◆ WRITTEN REQUEST ◆
From the line that includes "as in (144,469)" to the last line of the records, inclusive, repeat each line exactly.
· · · · · · ·
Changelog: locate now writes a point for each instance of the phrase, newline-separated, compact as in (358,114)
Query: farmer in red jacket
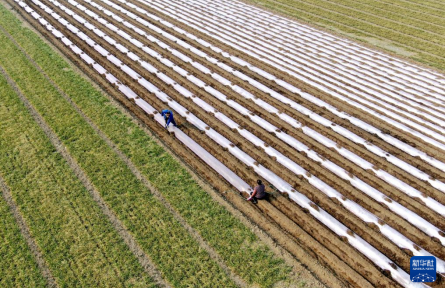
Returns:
(258,193)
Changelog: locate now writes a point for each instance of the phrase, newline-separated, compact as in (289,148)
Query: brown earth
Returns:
(291,226)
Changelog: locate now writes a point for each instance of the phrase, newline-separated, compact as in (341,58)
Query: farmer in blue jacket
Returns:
(168,117)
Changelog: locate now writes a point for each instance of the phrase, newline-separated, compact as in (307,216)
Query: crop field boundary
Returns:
(132,244)
(24,229)
(259,232)
(229,199)
(385,46)
(355,186)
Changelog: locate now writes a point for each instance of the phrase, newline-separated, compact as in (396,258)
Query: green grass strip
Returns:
(176,254)
(79,245)
(18,268)
(237,245)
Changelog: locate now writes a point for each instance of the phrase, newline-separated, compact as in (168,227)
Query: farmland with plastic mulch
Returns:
(350,141)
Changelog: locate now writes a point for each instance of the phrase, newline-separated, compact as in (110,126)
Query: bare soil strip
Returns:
(339,251)
(109,49)
(280,242)
(284,239)
(24,229)
(117,224)
(293,213)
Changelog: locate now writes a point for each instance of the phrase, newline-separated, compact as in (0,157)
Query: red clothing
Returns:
(260,191)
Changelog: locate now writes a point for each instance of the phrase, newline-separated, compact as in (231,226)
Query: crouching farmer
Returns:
(259,193)
(168,117)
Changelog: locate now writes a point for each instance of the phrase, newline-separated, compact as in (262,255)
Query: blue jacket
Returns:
(170,119)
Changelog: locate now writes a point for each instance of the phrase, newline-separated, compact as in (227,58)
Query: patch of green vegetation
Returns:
(18,268)
(79,245)
(227,235)
(386,25)
(176,254)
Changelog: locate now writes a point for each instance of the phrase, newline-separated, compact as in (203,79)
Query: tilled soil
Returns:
(291,226)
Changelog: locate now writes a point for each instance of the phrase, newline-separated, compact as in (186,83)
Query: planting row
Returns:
(178,107)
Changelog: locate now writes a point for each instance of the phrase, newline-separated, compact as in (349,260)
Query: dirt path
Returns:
(24,229)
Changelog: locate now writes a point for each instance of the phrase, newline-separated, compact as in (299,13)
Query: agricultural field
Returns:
(412,29)
(349,141)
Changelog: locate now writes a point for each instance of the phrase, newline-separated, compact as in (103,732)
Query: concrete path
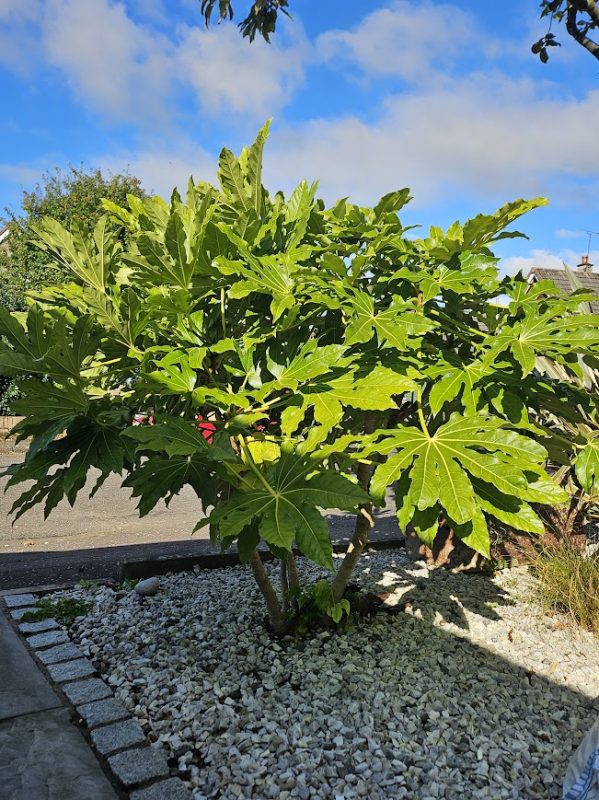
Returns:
(43,756)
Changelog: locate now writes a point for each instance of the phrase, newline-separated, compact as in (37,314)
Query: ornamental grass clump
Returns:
(283,358)
(568,582)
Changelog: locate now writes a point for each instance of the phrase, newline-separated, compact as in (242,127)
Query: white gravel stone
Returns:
(466,691)
(47,639)
(19,600)
(147,587)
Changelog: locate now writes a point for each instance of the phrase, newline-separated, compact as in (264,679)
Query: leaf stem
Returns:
(252,465)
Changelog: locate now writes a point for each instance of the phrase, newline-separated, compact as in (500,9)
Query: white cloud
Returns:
(565,233)
(116,67)
(405,39)
(160,170)
(122,68)
(18,47)
(228,73)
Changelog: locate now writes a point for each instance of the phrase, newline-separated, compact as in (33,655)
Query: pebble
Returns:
(470,692)
(147,587)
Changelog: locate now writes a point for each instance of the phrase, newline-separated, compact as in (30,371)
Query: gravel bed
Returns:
(467,692)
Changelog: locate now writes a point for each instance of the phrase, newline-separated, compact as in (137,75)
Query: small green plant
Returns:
(568,582)
(282,358)
(63,611)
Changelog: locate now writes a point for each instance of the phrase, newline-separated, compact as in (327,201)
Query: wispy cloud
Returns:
(405,39)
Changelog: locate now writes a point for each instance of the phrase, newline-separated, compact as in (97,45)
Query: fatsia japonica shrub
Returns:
(284,358)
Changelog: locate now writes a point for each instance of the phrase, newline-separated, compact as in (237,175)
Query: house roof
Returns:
(586,277)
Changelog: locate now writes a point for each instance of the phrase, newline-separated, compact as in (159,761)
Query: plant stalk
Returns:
(362,527)
(275,612)
(284,585)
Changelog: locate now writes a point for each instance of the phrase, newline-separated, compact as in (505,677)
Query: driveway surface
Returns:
(91,539)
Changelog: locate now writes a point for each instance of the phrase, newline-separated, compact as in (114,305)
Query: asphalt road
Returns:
(92,538)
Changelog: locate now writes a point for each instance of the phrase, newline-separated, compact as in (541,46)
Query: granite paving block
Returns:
(86,691)
(17,613)
(23,687)
(39,627)
(69,670)
(62,652)
(19,600)
(47,639)
(44,757)
(102,711)
(172,789)
(110,738)
(136,766)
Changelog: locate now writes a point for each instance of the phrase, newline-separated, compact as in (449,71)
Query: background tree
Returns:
(289,358)
(72,198)
(580,18)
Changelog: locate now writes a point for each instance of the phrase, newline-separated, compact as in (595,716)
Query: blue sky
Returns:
(366,97)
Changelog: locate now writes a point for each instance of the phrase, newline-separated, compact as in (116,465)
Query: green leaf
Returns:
(587,466)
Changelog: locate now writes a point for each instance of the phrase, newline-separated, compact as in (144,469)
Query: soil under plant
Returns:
(467,691)
(568,582)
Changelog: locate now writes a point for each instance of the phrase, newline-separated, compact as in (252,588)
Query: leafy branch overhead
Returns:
(283,359)
(261,17)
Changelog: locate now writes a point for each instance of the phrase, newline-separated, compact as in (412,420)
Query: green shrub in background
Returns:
(568,582)
(73,197)
(289,358)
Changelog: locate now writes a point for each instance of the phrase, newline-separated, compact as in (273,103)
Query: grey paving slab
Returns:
· · · · · · ·
◆ OUTPUT OF THE EXERCISE ◆
Changelog: locate now writes a point for each instance of the phrase, newline-separated, compact as in (144,469)
Query: soil under plant
Returns:
(467,691)
(568,582)
Changelog: locate now writes a point for each instance of the phrase, newline-separated, compact as in (252,588)
Query: leafy branch overhead
Returns:
(283,359)
(261,17)
Changelog: locate now writes a point for each instance of the phrase, newline-separated, compact as in (412,420)
Query: green shrub in background
Returns:
(568,582)
(73,197)
(289,358)
Changelog: locate now writes a point for each instance of the phrase, newline-separated, compact as in (273,103)
Query: grey paving slab
Returns:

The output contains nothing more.